__What to do__
Please reproduce the data below exactly, from the first line to the last.

__Data for review__
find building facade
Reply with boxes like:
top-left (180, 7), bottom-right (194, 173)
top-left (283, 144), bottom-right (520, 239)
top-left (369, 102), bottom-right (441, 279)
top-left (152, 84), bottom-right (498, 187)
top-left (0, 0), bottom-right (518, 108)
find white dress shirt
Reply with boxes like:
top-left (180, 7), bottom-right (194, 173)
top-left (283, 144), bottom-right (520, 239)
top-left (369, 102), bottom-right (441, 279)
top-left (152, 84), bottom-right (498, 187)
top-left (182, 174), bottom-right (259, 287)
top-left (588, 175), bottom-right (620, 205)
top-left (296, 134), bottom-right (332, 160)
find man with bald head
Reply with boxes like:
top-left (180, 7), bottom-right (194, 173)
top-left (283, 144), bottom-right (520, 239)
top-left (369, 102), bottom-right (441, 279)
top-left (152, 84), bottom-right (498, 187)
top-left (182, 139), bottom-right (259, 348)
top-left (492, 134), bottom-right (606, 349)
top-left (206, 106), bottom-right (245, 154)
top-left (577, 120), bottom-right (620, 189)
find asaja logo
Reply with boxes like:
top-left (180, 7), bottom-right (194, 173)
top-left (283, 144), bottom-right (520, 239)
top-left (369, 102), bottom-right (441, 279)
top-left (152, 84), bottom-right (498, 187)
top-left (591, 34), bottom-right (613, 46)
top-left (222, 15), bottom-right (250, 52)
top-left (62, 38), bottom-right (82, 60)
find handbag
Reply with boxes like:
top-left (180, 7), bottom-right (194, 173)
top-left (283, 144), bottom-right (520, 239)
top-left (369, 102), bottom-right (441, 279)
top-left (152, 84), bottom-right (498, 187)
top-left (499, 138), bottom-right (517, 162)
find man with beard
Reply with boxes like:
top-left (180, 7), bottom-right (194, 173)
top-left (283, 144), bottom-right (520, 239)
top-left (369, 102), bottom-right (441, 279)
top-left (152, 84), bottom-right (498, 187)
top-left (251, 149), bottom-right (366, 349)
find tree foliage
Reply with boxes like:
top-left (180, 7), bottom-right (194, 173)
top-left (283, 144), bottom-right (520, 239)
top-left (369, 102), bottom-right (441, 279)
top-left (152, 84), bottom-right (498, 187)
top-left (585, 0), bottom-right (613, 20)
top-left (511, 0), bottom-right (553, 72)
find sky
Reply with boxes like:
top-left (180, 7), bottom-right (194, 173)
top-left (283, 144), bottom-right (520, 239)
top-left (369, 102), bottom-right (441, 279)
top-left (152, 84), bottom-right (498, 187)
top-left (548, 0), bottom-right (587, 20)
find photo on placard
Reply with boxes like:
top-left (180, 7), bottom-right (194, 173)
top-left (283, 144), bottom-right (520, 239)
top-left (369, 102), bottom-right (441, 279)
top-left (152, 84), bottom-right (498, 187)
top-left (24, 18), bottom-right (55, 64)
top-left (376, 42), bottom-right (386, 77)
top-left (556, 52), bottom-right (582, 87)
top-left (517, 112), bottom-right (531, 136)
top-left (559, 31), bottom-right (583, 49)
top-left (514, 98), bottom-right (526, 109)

__Your response__
find building facade
Reply with boxes like:
top-left (180, 7), bottom-right (194, 173)
top-left (283, 144), bottom-right (520, 239)
top-left (369, 102), bottom-right (441, 279)
top-left (152, 84), bottom-right (498, 187)
top-left (0, 0), bottom-right (518, 108)
find white dress shirt
Reply with boxes like:
top-left (180, 7), bottom-right (194, 173)
top-left (283, 144), bottom-right (520, 239)
top-left (369, 102), bottom-right (441, 279)
top-left (152, 84), bottom-right (498, 187)
top-left (182, 174), bottom-right (259, 287)
top-left (588, 175), bottom-right (620, 205)
top-left (296, 134), bottom-right (332, 160)
find man with bald head
Reply with boxes like:
top-left (180, 7), bottom-right (194, 173)
top-left (283, 144), bottom-right (520, 239)
top-left (369, 102), bottom-right (441, 279)
top-left (152, 84), bottom-right (498, 187)
top-left (182, 139), bottom-right (259, 348)
top-left (492, 134), bottom-right (606, 349)
top-left (206, 106), bottom-right (245, 154)
top-left (577, 120), bottom-right (620, 189)
find asaja logo
Reply with boxes like:
top-left (180, 7), bottom-right (194, 173)
top-left (283, 144), bottom-right (520, 239)
top-left (369, 102), bottom-right (441, 279)
top-left (152, 84), bottom-right (498, 187)
top-left (591, 34), bottom-right (613, 46)
top-left (222, 15), bottom-right (250, 52)
top-left (62, 38), bottom-right (82, 60)
find handbag
Reply with boxes like:
top-left (180, 7), bottom-right (194, 173)
top-left (283, 144), bottom-right (520, 239)
top-left (369, 102), bottom-right (441, 279)
top-left (152, 84), bottom-right (498, 187)
top-left (499, 138), bottom-right (517, 162)
find man with beard
Reply with boxes like:
top-left (180, 7), bottom-right (194, 173)
top-left (283, 144), bottom-right (520, 239)
top-left (369, 102), bottom-right (441, 279)
top-left (152, 84), bottom-right (498, 187)
top-left (251, 149), bottom-right (366, 349)
find tree foliage
Reply with boxes like:
top-left (180, 7), bottom-right (194, 173)
top-left (283, 144), bottom-right (520, 239)
top-left (369, 102), bottom-right (441, 279)
top-left (152, 84), bottom-right (498, 187)
top-left (585, 0), bottom-right (613, 20)
top-left (511, 0), bottom-right (553, 72)
find sky
Reply with boxes like:
top-left (180, 7), bottom-right (194, 173)
top-left (283, 144), bottom-right (520, 239)
top-left (369, 102), bottom-right (441, 279)
top-left (152, 84), bottom-right (498, 187)
top-left (548, 0), bottom-right (587, 20)
find photo on placard
Reply with boxes like:
top-left (180, 7), bottom-right (194, 173)
top-left (283, 144), bottom-right (520, 239)
top-left (369, 102), bottom-right (441, 279)
top-left (152, 84), bottom-right (498, 187)
top-left (24, 18), bottom-right (55, 64)
top-left (376, 42), bottom-right (386, 77)
top-left (556, 52), bottom-right (582, 87)
top-left (517, 112), bottom-right (531, 136)
top-left (559, 31), bottom-right (583, 49)
top-left (514, 98), bottom-right (526, 109)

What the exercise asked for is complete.